----- Records to use -----
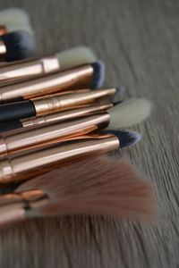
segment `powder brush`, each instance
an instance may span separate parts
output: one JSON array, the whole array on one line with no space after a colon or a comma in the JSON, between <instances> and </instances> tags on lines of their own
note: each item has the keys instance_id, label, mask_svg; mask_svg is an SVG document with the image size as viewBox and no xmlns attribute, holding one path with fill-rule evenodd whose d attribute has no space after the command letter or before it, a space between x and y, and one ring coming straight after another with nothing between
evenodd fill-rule
<instances>
[{"instance_id":1,"label":"powder brush","mask_svg":"<svg viewBox=\"0 0 179 268\"><path fill-rule=\"evenodd\" d=\"M56 140L54 144L12 154L0 160L0 184L25 180L56 166L104 155L140 139L141 135L136 132L110 130Z\"/></svg>"},{"instance_id":2,"label":"powder brush","mask_svg":"<svg viewBox=\"0 0 179 268\"><path fill-rule=\"evenodd\" d=\"M145 100L145 102L147 102L147 100ZM139 101L139 103L141 102ZM107 112L93 113L86 114L85 116L76 117L75 120L72 120L71 118L71 120L62 121L61 118L61 120L57 121L51 121L42 125L31 125L28 128L16 130L10 133L4 133L0 136L0 155L24 150L29 147L42 146L47 142L55 143L56 139L64 139L65 137L71 137L72 135L90 133L102 128L107 127L107 130L119 130L121 125L124 126L124 122L125 122L123 118L124 114L122 113L122 118L120 117L120 113L118 116L116 116L116 113L114 113L114 109L117 111L116 108L119 106L120 111L120 105L123 106L123 104L115 105ZM90 111L92 110L91 108L92 107L84 107L79 108L78 110ZM112 113L110 112L111 110ZM54 114L52 114L52 116ZM58 117L60 119L60 116ZM53 117L51 118L53 119ZM129 123L133 123L133 116L132 115L132 120L130 121L127 111L126 118ZM143 119L143 117L141 119Z\"/></svg>"},{"instance_id":3,"label":"powder brush","mask_svg":"<svg viewBox=\"0 0 179 268\"><path fill-rule=\"evenodd\" d=\"M32 125L41 125L46 122L61 121L90 113L97 113L106 110L107 110L107 113L110 114L110 124L108 128L119 130L121 128L128 128L143 121L150 113L151 103L145 98L134 98L122 103L115 103L114 107L113 104L93 105L90 107L58 112L35 118L2 122L0 124L0 132L14 129L26 128Z\"/></svg>"},{"instance_id":4,"label":"powder brush","mask_svg":"<svg viewBox=\"0 0 179 268\"><path fill-rule=\"evenodd\" d=\"M12 64L4 64L0 68L0 86L19 82L22 79L33 78L58 70L92 63L95 61L97 61L97 57L90 47L79 46L55 55L30 58L12 63Z\"/></svg>"},{"instance_id":5,"label":"powder brush","mask_svg":"<svg viewBox=\"0 0 179 268\"><path fill-rule=\"evenodd\" d=\"M157 211L151 185L126 160L94 157L53 170L0 197L0 228L66 214L143 221L153 219Z\"/></svg>"},{"instance_id":6,"label":"powder brush","mask_svg":"<svg viewBox=\"0 0 179 268\"><path fill-rule=\"evenodd\" d=\"M97 99L110 96L118 91L118 88L74 90L74 93L71 94L62 95L61 93L56 93L45 97L1 105L0 122L47 114L92 104Z\"/></svg>"},{"instance_id":7,"label":"powder brush","mask_svg":"<svg viewBox=\"0 0 179 268\"><path fill-rule=\"evenodd\" d=\"M97 62L0 88L0 103L29 99L72 88L100 88L104 63Z\"/></svg>"},{"instance_id":8,"label":"powder brush","mask_svg":"<svg viewBox=\"0 0 179 268\"><path fill-rule=\"evenodd\" d=\"M108 125L109 120L109 113L101 112L72 121L46 123L4 133L0 137L0 156L104 129Z\"/></svg>"}]
</instances>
-----
Stated task => Without the pictures, copy the material exactly as given.

Task result =>
segment `powder brush`, each instance
an instance may span separate parts
output: one JSON array, the whole array on one line with no space after a colon or a comma in the JSON, between <instances> and </instances> tags on lines of their own
note: each item has the keys instance_id, label, mask_svg; mask_svg is an SVG document with the image size as viewBox and no xmlns attribute, holding one path with fill-rule evenodd whose d attribute has no space after the command letter or before it, a space between x and y, and one ring coming straight after another with nothing between
evenodd fill-rule
<instances>
[{"instance_id":1,"label":"powder brush","mask_svg":"<svg viewBox=\"0 0 179 268\"><path fill-rule=\"evenodd\" d=\"M56 140L54 144L12 154L0 160L0 184L25 180L56 166L104 155L140 139L141 135L136 132L110 130Z\"/></svg>"},{"instance_id":2,"label":"powder brush","mask_svg":"<svg viewBox=\"0 0 179 268\"><path fill-rule=\"evenodd\" d=\"M145 100L145 102L147 102L147 100ZM139 101L139 103L141 102ZM107 112L93 113L86 114L85 116L76 117L75 120L72 120L71 118L71 120L62 121L61 118L61 120L57 121L51 121L42 125L31 125L28 128L16 130L10 133L4 133L0 136L0 155L24 150L29 147L42 146L47 142L55 143L56 139L64 139L65 137L71 137L72 135L90 133L102 128L107 127L107 130L119 130L121 125L124 126L124 122L125 122L123 118L124 114L122 113L122 118L120 117L120 113L118 116L116 116L116 113L114 113L114 109L117 111L116 108L119 106L120 111L120 105L123 106L123 104L115 105ZM90 111L92 110L91 108L92 107L84 107L79 108L78 110ZM112 113L110 112L111 110ZM54 114L52 114L52 116ZM58 117L60 119L60 116ZM53 117L51 118L53 119ZM129 123L133 123L133 116L132 115L132 120L130 121L127 111L126 118ZM143 119L143 117L141 119Z\"/></svg>"},{"instance_id":3,"label":"powder brush","mask_svg":"<svg viewBox=\"0 0 179 268\"><path fill-rule=\"evenodd\" d=\"M32 125L41 125L46 122L61 121L90 113L97 113L106 110L107 110L107 113L110 114L110 124L108 128L119 130L121 128L128 128L143 121L150 113L151 103L145 98L134 98L122 103L115 103L114 107L113 104L93 105L90 107L58 112L35 118L2 122L0 124L0 132L14 129L26 128Z\"/></svg>"},{"instance_id":4,"label":"powder brush","mask_svg":"<svg viewBox=\"0 0 179 268\"><path fill-rule=\"evenodd\" d=\"M12 64L4 64L0 68L0 86L19 82L22 79L33 78L58 70L92 63L95 61L97 61L97 57L90 47L79 46L55 55L30 58L12 63Z\"/></svg>"},{"instance_id":5,"label":"powder brush","mask_svg":"<svg viewBox=\"0 0 179 268\"><path fill-rule=\"evenodd\" d=\"M157 211L151 185L126 160L94 157L53 170L0 197L0 228L66 214L143 221L153 219Z\"/></svg>"},{"instance_id":6,"label":"powder brush","mask_svg":"<svg viewBox=\"0 0 179 268\"><path fill-rule=\"evenodd\" d=\"M97 99L110 96L118 91L118 88L74 90L74 93L71 94L62 95L61 93L56 93L45 97L1 105L0 122L47 114L92 104Z\"/></svg>"},{"instance_id":7,"label":"powder brush","mask_svg":"<svg viewBox=\"0 0 179 268\"><path fill-rule=\"evenodd\" d=\"M97 62L0 88L0 103L29 99L72 88L100 88L104 63Z\"/></svg>"},{"instance_id":8,"label":"powder brush","mask_svg":"<svg viewBox=\"0 0 179 268\"><path fill-rule=\"evenodd\" d=\"M108 125L109 120L109 113L101 112L72 121L46 123L4 133L0 137L0 156L104 129Z\"/></svg>"}]
</instances>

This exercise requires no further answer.